▶ **Challenge 1**
Transcribe the part of the forum thread about Ross reels from "I am researching" to "newer Ross Reels?".

▶ **Reading text**
-------------------------

# Ross Reels -2013



## BKG4211 (Oct 19, 2013)

I am researching building a fly setup.  I'm pretty sure I'm going to go with a 9wt Sage xi3.  As for the reel I've really been checking out the Ross Momentum LT 5#.  I have a pretty good idea of the can of worms I'm getting ready to open  , but here it goes: what are you guys opinions on the newer Ross Reels?

Looking to use this rig inshore for redfish, snook, trout and the occasional pompano.


----------



## BayStYat (Sep 12, 2012)

Great reels. I work for 3M and they owned Ross. 

I would love a momentum


----------



## BKG4211 (Oct 19, 2013)

> Great reels. I work for 3M and they owned Ross.
> 
> I would love a momentum


Do you own any Ross Models?


----------



## BayStYat (Sep 12, 2012)

I don't but I've handled them all up in MN when I went for work training. 

Very wheel made


----------



## BKG4211 (Oct 19, 2013)

-------------------------

(Some records)
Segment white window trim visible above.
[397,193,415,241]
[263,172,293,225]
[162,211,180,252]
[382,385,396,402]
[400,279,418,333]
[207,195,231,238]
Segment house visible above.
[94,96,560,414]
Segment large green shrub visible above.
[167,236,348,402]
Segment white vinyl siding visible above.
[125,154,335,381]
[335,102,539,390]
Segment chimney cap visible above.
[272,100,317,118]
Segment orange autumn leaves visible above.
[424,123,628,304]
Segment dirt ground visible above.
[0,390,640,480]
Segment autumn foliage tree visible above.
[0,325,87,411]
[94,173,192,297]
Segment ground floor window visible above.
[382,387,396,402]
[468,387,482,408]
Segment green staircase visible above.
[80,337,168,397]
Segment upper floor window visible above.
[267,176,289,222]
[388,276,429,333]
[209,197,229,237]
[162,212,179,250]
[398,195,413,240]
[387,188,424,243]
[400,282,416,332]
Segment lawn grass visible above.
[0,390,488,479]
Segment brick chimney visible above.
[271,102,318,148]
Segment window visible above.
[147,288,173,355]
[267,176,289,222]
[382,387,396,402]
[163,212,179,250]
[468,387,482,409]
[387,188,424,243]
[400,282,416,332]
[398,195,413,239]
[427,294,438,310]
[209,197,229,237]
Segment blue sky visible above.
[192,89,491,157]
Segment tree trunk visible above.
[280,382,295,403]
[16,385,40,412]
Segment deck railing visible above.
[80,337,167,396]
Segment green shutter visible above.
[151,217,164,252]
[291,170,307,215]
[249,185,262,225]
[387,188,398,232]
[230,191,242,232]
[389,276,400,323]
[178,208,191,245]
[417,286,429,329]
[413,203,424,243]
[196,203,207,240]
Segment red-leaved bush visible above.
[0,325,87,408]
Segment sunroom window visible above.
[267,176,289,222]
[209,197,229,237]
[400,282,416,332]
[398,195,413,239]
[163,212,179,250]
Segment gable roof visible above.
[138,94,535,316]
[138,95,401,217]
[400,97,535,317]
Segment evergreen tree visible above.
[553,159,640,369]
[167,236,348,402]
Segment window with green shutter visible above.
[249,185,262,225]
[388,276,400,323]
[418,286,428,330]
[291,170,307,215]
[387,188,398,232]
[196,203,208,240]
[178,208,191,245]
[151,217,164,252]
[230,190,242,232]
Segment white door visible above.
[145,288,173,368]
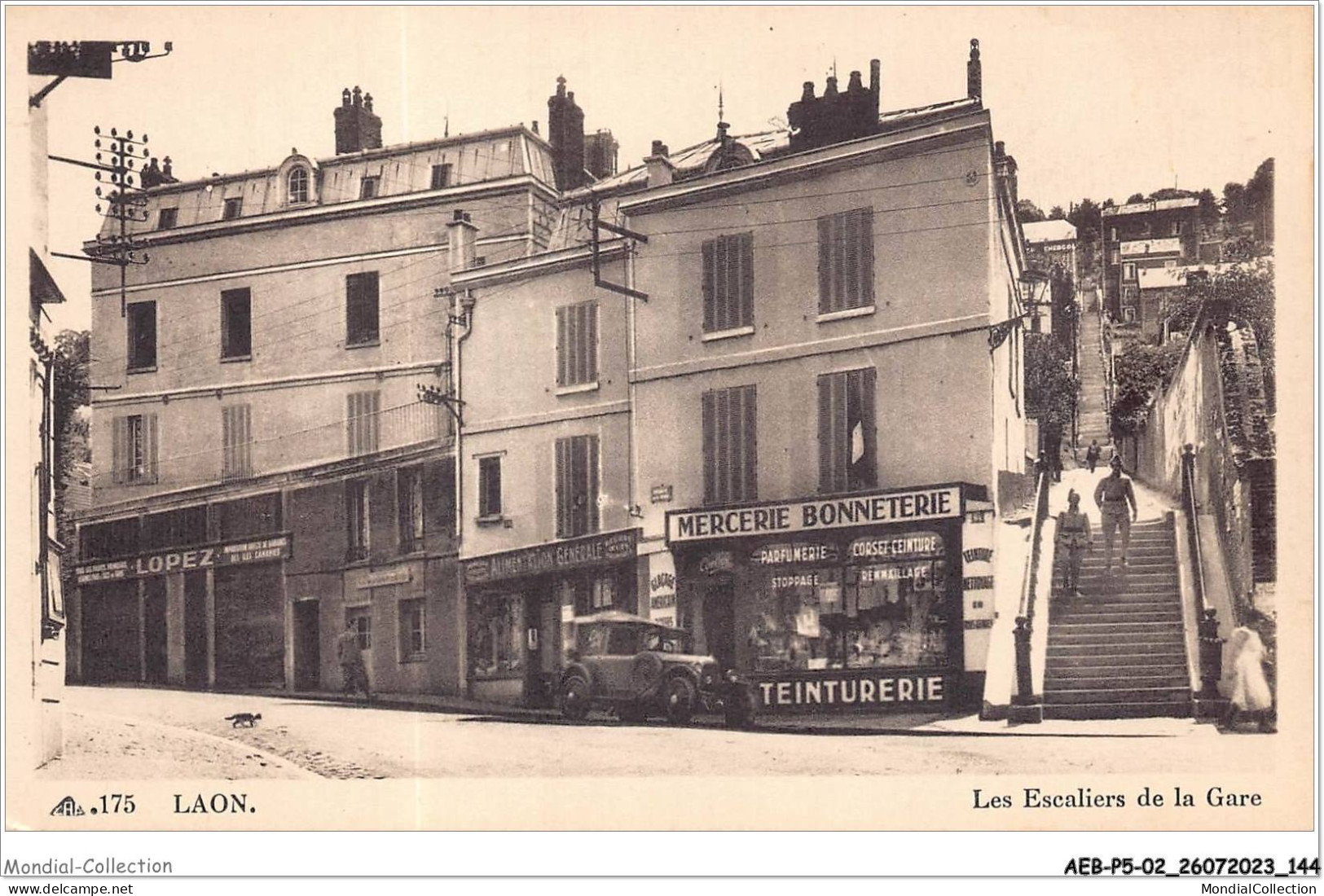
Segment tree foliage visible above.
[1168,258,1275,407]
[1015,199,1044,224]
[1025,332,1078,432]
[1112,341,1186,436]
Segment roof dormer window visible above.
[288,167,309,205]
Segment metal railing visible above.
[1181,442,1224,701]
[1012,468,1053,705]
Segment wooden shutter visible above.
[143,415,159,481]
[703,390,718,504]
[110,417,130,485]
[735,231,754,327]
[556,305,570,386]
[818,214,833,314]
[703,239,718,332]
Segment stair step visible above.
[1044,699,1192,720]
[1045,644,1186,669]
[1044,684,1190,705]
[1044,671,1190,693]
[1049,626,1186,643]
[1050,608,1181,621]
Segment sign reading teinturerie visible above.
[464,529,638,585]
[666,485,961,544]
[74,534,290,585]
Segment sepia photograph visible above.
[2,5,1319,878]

-------------------------

▶ **Challenge 2**
Repeat word for word the lines of the records from the line with "Segment sunroom window visible above." to the line with "[400,97,535,317]", including both of those lines.

▶ **Final answer 1**
I am researching building a fly setup.  I'm pretty sure I'm going to go with a 9wt Sage xi3.  As for the reel I've really been checking out the Ross Momentum LT 5#.  I have a pretty good idea of the can of worms I'm getting ready to open  , but here it goes: what are you guys opinions on the newer Ross Reels?

▶ **Final answer 2**
Segment sunroom window visible above.
[267,176,289,222]
[209,197,229,237]
[400,282,416,332]
[398,195,413,239]
[163,212,179,250]
Segment gable roof visible above.
[138,94,535,316]
[138,95,401,217]
[400,97,535,317]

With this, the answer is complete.